TASK INPUTS
# # # # #

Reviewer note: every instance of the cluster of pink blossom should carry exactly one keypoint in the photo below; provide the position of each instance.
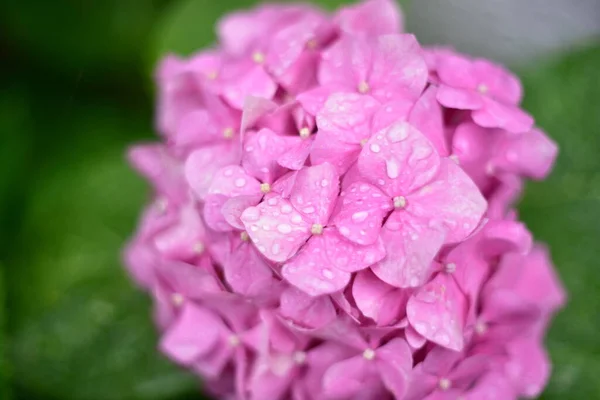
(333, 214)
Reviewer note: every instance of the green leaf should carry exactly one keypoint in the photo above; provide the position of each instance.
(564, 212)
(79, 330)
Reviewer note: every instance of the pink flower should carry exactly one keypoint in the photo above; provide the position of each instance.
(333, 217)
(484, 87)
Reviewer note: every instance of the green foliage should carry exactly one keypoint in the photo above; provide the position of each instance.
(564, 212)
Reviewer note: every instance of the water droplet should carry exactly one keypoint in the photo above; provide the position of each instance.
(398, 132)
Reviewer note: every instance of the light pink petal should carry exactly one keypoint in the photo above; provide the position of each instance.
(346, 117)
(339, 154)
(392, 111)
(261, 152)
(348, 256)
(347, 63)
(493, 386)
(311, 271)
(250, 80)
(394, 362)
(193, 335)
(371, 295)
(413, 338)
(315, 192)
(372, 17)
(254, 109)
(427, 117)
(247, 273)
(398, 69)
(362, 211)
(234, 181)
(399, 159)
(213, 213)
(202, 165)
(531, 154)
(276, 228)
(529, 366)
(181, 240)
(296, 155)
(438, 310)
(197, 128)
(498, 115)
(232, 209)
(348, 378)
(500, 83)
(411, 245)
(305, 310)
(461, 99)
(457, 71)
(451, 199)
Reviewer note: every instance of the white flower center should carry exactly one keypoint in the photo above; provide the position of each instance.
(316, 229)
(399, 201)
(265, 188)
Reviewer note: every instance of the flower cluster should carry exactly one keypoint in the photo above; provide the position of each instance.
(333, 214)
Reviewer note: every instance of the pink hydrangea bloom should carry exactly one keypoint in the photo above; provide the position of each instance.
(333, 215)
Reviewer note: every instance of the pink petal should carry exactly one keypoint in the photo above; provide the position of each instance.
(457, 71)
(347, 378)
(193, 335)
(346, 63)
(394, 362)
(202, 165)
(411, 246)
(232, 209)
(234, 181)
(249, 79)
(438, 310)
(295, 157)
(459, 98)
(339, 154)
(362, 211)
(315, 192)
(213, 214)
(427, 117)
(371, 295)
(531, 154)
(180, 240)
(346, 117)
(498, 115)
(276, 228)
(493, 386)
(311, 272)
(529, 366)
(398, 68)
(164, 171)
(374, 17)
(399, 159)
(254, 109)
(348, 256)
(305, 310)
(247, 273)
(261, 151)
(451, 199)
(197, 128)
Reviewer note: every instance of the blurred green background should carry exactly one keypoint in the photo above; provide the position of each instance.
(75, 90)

# # # # #

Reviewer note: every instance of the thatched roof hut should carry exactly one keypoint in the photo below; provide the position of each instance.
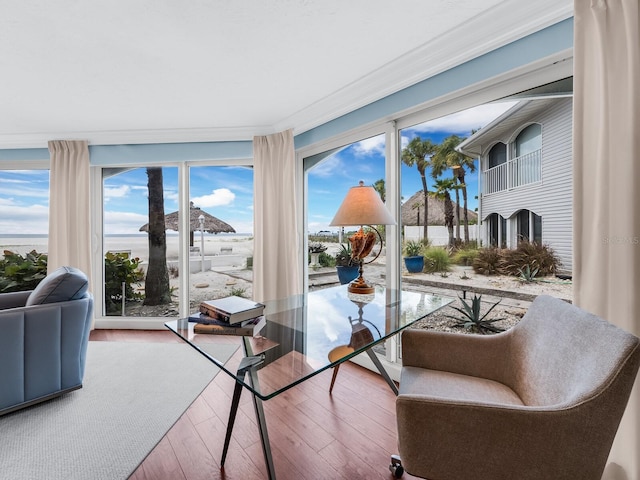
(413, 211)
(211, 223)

# # # # #

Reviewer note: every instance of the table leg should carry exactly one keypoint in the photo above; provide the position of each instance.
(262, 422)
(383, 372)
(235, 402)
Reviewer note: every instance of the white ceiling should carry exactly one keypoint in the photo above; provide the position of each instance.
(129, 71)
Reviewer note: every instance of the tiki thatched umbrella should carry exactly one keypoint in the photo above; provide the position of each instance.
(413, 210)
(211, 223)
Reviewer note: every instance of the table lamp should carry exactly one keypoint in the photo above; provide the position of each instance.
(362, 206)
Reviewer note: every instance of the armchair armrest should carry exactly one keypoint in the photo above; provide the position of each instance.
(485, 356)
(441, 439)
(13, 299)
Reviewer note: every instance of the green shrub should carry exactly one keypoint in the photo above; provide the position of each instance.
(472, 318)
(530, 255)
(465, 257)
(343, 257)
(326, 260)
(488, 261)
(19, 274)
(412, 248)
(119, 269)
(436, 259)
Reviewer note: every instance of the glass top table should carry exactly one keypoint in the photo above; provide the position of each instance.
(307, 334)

# # # # #

YOUR OBJECTIVE
Pick out every line of the rows above that contains the word "table", and copy each one in full.

TASK SOLUTION
Reviewer note: every instance of the table leg should carry exactly one keypoint in the photo above; provide the position of each instance.
Reviewer note: every instance of the table lamp should carry exactly one keypoint in the photo above; provide the position of each instance.
Reviewer note: every instance of the glass top table should carry exactly one keypoint in the photo above; provide the position of each instance.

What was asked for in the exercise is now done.